══ Material provided

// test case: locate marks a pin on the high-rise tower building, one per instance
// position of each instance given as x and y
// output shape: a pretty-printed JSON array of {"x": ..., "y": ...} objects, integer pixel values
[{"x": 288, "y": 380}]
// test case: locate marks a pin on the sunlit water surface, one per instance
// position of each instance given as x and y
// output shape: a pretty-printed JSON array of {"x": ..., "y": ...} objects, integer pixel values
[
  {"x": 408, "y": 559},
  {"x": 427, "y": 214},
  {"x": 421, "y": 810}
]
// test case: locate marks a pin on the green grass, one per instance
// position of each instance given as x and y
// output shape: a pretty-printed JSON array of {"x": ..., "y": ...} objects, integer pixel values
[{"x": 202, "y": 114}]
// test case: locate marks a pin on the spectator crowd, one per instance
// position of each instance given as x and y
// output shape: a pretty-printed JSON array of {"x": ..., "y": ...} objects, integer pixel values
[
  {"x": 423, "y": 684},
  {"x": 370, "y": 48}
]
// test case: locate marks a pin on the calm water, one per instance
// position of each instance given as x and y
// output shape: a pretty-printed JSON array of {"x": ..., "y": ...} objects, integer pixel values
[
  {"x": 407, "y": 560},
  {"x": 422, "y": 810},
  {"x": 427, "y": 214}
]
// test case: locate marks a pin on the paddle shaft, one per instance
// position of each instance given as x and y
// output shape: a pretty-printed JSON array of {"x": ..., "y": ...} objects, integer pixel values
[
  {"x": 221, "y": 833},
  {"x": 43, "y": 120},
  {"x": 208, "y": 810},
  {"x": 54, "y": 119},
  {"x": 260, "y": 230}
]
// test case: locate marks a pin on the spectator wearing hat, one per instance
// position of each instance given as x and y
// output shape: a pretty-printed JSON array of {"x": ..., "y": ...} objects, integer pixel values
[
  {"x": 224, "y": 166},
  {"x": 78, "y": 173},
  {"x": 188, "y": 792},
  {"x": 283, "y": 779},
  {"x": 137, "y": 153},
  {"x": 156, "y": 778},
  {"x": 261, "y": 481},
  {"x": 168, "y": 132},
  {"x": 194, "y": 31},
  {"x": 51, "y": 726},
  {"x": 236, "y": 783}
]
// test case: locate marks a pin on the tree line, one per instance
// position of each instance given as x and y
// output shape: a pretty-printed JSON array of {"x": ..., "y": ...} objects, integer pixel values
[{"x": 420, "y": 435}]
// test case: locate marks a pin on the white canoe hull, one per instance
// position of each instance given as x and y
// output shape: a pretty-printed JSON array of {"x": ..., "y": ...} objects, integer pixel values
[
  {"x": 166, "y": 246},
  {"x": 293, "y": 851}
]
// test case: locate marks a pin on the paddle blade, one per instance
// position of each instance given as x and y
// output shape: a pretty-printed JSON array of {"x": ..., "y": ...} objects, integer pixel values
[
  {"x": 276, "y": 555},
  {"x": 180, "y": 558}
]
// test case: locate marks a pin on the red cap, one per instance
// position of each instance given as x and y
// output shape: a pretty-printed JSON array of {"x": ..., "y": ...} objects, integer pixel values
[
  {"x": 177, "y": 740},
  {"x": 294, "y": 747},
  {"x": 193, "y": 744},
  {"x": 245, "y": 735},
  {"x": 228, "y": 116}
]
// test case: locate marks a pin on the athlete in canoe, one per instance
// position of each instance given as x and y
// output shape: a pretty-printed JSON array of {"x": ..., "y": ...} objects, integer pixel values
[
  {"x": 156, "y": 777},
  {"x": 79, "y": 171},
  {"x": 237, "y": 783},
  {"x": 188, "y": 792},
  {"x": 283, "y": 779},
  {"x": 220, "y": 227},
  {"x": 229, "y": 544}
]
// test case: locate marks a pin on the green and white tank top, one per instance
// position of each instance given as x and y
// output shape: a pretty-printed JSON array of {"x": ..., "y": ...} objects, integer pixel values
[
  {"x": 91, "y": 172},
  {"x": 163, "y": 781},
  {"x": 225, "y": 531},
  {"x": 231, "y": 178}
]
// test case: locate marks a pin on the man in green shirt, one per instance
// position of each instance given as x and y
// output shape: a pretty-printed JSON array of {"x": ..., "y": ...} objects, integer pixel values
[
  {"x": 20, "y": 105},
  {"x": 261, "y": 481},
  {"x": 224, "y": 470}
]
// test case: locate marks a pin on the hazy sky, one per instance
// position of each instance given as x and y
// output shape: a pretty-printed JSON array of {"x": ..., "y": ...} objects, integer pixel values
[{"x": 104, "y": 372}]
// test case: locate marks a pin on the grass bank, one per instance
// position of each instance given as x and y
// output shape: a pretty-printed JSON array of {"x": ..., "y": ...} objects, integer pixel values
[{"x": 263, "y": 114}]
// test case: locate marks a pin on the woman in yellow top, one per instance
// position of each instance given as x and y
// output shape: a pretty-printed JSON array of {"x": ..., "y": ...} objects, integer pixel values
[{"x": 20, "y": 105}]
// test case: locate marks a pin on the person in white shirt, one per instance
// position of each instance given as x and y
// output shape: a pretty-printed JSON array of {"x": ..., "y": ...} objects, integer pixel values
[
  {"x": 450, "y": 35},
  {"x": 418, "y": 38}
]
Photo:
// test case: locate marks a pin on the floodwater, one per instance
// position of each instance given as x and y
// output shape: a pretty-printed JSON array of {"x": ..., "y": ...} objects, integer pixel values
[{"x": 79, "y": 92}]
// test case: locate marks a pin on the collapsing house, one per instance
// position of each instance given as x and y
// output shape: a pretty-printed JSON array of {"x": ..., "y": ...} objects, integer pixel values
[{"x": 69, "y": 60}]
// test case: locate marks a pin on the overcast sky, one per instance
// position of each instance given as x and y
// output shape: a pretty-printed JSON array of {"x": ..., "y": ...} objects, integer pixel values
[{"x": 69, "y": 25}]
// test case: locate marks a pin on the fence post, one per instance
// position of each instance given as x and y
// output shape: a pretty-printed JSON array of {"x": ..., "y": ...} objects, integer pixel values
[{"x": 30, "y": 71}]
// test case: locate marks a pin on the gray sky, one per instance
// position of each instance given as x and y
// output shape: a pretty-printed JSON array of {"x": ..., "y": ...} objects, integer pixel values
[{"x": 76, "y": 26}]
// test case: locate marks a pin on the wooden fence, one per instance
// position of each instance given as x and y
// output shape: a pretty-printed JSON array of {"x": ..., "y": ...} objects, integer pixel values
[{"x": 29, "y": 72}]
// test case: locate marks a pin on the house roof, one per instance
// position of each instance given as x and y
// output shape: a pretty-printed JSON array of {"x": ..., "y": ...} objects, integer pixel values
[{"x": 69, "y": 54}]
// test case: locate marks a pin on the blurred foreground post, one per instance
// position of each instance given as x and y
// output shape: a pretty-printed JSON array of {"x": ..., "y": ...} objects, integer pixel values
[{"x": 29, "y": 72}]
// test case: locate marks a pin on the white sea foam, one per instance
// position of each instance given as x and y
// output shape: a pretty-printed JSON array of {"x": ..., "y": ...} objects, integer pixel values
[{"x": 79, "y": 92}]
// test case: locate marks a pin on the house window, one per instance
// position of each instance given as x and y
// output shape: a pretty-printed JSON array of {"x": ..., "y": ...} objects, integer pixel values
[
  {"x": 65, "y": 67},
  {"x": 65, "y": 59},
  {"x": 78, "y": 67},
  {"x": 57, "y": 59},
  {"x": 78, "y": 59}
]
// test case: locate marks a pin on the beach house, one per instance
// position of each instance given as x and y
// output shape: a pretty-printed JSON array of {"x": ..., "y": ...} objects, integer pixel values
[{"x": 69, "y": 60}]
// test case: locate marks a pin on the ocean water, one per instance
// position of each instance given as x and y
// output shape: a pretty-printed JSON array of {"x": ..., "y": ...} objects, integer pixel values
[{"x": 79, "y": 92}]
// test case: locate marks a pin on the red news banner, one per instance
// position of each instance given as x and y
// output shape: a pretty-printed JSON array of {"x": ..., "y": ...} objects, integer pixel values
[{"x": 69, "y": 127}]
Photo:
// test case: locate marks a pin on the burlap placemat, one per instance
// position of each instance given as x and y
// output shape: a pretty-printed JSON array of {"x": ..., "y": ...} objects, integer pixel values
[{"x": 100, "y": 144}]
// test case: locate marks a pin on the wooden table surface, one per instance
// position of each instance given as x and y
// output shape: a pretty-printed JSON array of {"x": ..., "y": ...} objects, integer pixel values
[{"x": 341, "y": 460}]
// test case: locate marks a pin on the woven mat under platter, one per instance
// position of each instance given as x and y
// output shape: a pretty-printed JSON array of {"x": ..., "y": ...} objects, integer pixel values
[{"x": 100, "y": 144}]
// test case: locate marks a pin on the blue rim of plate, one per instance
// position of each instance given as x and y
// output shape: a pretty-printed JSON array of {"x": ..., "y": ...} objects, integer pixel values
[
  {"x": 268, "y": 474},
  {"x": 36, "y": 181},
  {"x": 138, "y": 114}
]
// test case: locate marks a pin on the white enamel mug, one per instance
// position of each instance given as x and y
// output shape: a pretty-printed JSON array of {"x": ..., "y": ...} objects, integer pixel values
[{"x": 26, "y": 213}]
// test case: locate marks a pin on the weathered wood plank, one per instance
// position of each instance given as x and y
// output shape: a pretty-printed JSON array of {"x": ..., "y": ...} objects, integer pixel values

════

■ **Task to complete**:
Give again the lines from the line holding "table surface, one per instance" through the close of the listing, both included, exactly as written and with nothing else.

■ **Exercise result**:
// test case: locate marks a pin on the wooden table surface, one per instance
// position of each instance given as x and y
// output shape: a pretty-printed JSON array of {"x": ..., "y": ...} objects, integer pixel values
[{"x": 341, "y": 460}]
// test case: locate marks a pin on the woven mat under platter, one per instance
// position of each instance given as x and y
// output shape: a pretty-printed JSON array of {"x": ..., "y": ...} objects, integer pixel values
[{"x": 100, "y": 144}]
// test case: locate marks a pin on the blue rim of plate, one per instance
// position of each instance given as x and y
// output shape: a pretty-printed JSON array of {"x": ..., "y": ...} objects, integer pixel values
[
  {"x": 268, "y": 474},
  {"x": 36, "y": 181},
  {"x": 138, "y": 114}
]
// test case: locate marks a pin on the white enamel mug, one per instance
// position of each instance given as x and y
// output shape: a pretty-printed JSON array of {"x": ..., "y": ...} objects, integer pixel values
[{"x": 26, "y": 213}]
// test case: locate marks a pin on the weathered wood plank, one per instance
// position of each instance given as x and y
// output shape: a pretty-printed JSON array of {"x": ..., "y": ...} objects, integer pixel values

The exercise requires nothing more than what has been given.